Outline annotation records
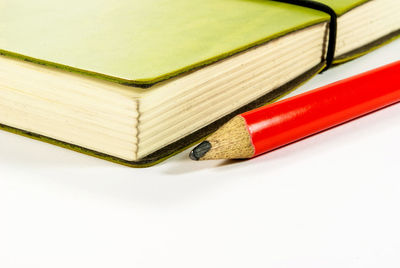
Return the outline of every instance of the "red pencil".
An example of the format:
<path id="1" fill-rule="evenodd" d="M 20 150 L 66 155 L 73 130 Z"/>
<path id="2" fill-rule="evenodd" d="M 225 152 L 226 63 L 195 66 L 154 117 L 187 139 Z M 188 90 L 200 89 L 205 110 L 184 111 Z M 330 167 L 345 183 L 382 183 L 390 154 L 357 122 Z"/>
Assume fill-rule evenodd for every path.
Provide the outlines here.
<path id="1" fill-rule="evenodd" d="M 398 101 L 400 61 L 238 115 L 190 158 L 251 158 Z"/>

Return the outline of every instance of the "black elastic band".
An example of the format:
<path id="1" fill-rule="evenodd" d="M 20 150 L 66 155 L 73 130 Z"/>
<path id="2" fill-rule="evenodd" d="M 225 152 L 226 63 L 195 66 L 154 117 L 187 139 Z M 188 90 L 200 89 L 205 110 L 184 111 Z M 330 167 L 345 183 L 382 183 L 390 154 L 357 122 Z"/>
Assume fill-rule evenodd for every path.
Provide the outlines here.
<path id="1" fill-rule="evenodd" d="M 326 52 L 326 67 L 323 71 L 331 67 L 333 60 L 335 58 L 336 49 L 336 34 L 337 34 L 337 15 L 336 12 L 330 7 L 320 2 L 311 0 L 273 0 L 276 2 L 283 2 L 287 4 L 293 4 L 302 7 L 312 8 L 318 11 L 322 11 L 331 16 L 331 21 L 329 23 L 329 40 L 328 40 L 328 50 Z"/>

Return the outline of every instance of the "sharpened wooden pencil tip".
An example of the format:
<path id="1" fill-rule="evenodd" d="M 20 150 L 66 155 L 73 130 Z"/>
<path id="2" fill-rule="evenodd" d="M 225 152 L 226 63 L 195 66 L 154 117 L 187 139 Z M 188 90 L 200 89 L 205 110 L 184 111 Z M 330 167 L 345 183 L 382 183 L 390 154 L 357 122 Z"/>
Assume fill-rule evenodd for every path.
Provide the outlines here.
<path id="1" fill-rule="evenodd" d="M 190 152 L 193 160 L 245 159 L 254 155 L 246 121 L 236 116 Z"/>

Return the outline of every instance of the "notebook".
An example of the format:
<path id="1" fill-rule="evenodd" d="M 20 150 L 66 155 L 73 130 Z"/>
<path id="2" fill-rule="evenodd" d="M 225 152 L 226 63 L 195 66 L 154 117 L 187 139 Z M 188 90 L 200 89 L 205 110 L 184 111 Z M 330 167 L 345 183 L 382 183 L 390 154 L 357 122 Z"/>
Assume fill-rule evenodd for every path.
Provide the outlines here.
<path id="1" fill-rule="evenodd" d="M 4 0 L 0 126 L 120 164 L 166 159 L 400 33 L 398 0 Z"/>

▸ SHORT PROBLEM
Leave out the pictures and give the rest of the records again exactly.

▸ WRITTEN SOLUTION
Return the outline of every instance of the "red pencil".
An example of the format:
<path id="1" fill-rule="evenodd" d="M 20 150 L 66 155 L 73 130 Z"/>
<path id="2" fill-rule="evenodd" d="M 225 152 L 226 63 L 195 66 L 154 117 L 187 139 Z M 188 90 L 200 89 L 205 110 L 184 111 Z M 330 167 L 345 183 L 382 183 L 390 154 L 357 122 Z"/>
Assume fill-rule evenodd for every path.
Provide the outlines here.
<path id="1" fill-rule="evenodd" d="M 398 101 L 400 61 L 238 115 L 190 158 L 251 158 Z"/>

Return the outline of every instance of the "black elastic band".
An example of the format:
<path id="1" fill-rule="evenodd" d="M 20 150 L 66 155 L 73 130 Z"/>
<path id="2" fill-rule="evenodd" d="M 225 152 L 226 63 L 195 66 L 154 117 L 187 139 Z M 188 90 L 200 89 L 205 110 L 184 111 Z M 330 167 L 345 183 L 382 183 L 390 154 L 357 122 Z"/>
Assume fill-rule evenodd for every path.
Provide the outlines here.
<path id="1" fill-rule="evenodd" d="M 326 52 L 326 67 L 323 71 L 331 67 L 333 60 L 335 58 L 336 49 L 336 34 L 337 34 L 337 15 L 336 12 L 330 7 L 320 2 L 311 0 L 273 0 L 276 2 L 283 2 L 287 4 L 293 4 L 302 7 L 312 8 L 318 11 L 322 11 L 331 16 L 331 21 L 329 23 L 329 40 L 328 40 L 328 50 Z"/>

Return the outline of every instance of the "sharpened wooden pencil tip".
An example of the format:
<path id="1" fill-rule="evenodd" d="M 20 150 L 66 155 L 73 130 Z"/>
<path id="2" fill-rule="evenodd" d="M 225 152 L 226 63 L 195 66 L 154 117 L 187 139 Z M 188 90 L 200 89 L 205 110 L 184 111 Z M 330 167 L 345 183 L 382 183 L 390 154 L 357 122 Z"/>
Assume fill-rule evenodd for every path.
Provide the outlines here.
<path id="1" fill-rule="evenodd" d="M 190 152 L 193 160 L 245 159 L 254 155 L 246 121 L 236 116 Z"/>

Return the outline of every instance of the "notebook".
An example of the format:
<path id="1" fill-rule="evenodd" d="M 20 150 L 66 155 L 73 130 Z"/>
<path id="2" fill-rule="evenodd" d="M 225 152 L 226 63 L 195 66 L 154 117 L 187 139 Z M 188 90 L 200 89 L 205 110 L 184 111 Z M 330 167 L 345 183 L 382 183 L 390 154 L 357 122 Z"/>
Assume fill-rule evenodd for every path.
Provide the outlines here.
<path id="1" fill-rule="evenodd" d="M 4 0 L 0 126 L 120 164 L 166 159 L 400 33 L 398 0 Z"/>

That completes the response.